##### Source extract

NOTE: I'm not fluent in all the languages below, in fact I've barely used some of them. I've tried to mention some sources but I might still have gotten some details wrong. Let me know if you find any mistakes!

Contents

This is a long post, so I'd understand if you just want to jump to your favorite language, so here are links to all the sections:

  1. Python
  2. Go
  3. Kotlin
  4. Swift
  5. JavaScript
  6. Gleam
  7. Lua
  8. Ruby
  9. R
  10. Julia
  11. Odin

Languages

Python

Let's start with the language with most famous for whitespace sensitivity ([citation needed]). Python starts with the assumption that one line is one statement. In the grammar, it describes what it calls logical lines which are constructed from one or more physical lines, i.e. the lines you see in your editor.

There are 2 ways that physical lines can be joined:

The reference gives these examples:

# Explicit joining
if 1900 < year < 2100 and 1 <= month <= 12 \
   and 1 <= day <= 31 and 0 <= hour < 24 \
   and 0 <= minute < 60 and 0 <= second < 60:   # Looks like a valid date
        return 1

# Implicit joining
month_names = ['Januari', 'Februari', 'Maart',      # These are the
               'April',   'Mei',      'Juni',       # Dutch names
               'Juli',    'Augustus', 'September',  # for the months
               'Oktober', 'November', 'December']   # of the year

Having only these rules would be fairly error prone. You can see this by considering the example from the introduction again:

y = 2 * x
    - 3

Python would simply treat that as two statements if you forget to put a backslash at the end of the first line. Luckily, Python has a solution: it strictly enforces correct indentation. Since the - 3 is on a new line, it must have the same indentation as the line before. This is not the only reason that Python has that rule, because it also relies on indentation for the program structure, but it does help.

Now let's consider the consequences of this approach. Python is quite principled and strict about its statement separation. It is also very unambiguous. It's easy to keep the rule of "one line, one statement" in your head while programming with the two exceptions being quite explicit.

##########

**Exercise task**: Copy the Python section starting with "Having only these" and going on through "it does help.", but change "backslash" to "line continuation character".

##### Material

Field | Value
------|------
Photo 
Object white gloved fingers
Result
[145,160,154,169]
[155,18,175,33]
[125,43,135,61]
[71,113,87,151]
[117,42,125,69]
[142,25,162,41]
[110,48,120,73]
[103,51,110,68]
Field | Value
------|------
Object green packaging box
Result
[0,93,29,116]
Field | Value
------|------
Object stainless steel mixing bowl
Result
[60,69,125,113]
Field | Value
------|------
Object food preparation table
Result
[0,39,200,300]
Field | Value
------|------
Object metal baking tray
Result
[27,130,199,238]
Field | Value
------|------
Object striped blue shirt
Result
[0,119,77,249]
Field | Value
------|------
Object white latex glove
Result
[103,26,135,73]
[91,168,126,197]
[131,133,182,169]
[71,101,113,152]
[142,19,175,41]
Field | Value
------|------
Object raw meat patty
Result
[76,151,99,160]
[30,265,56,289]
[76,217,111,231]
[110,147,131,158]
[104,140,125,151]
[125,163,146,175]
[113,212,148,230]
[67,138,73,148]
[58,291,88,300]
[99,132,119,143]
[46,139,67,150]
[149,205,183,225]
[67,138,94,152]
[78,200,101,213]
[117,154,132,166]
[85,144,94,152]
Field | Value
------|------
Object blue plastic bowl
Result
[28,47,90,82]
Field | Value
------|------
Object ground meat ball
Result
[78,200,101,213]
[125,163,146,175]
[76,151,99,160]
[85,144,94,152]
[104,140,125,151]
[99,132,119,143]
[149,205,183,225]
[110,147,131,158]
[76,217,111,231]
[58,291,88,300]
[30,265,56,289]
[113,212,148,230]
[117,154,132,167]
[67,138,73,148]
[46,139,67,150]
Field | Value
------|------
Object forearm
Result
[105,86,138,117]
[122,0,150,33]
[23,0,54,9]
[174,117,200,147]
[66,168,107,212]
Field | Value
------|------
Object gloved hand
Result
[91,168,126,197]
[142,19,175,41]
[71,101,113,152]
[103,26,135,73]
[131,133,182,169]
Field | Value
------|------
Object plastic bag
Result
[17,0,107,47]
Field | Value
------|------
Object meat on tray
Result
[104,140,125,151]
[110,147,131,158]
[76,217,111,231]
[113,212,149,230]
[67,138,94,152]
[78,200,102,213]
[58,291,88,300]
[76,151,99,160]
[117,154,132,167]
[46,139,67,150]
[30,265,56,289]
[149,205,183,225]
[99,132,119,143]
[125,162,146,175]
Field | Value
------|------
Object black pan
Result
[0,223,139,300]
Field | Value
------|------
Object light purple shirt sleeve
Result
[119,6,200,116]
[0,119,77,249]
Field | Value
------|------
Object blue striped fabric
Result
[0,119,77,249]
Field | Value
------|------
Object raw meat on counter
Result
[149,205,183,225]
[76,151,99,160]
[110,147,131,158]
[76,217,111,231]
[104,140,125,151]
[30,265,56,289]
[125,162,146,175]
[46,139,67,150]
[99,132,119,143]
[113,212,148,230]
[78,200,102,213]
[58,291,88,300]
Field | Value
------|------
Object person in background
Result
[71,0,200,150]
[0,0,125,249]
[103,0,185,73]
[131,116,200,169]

##########

**Solution to this exercise**:
Having only these rules would be fairly error prone. You can see this by considering the example from the introduction again:

y = 2 * x
    - 3

Python would simply treat that as two statements if you forget to put a line continuation character at the end of the first line. Luckily, Python has a solution: it strictly enforces correct indentation. Since the - 3 is on a new line, it must have the same indentation as the line before. This is not the only reason that Python has that rule, because it also relies on indentation for the program structure, but it does help.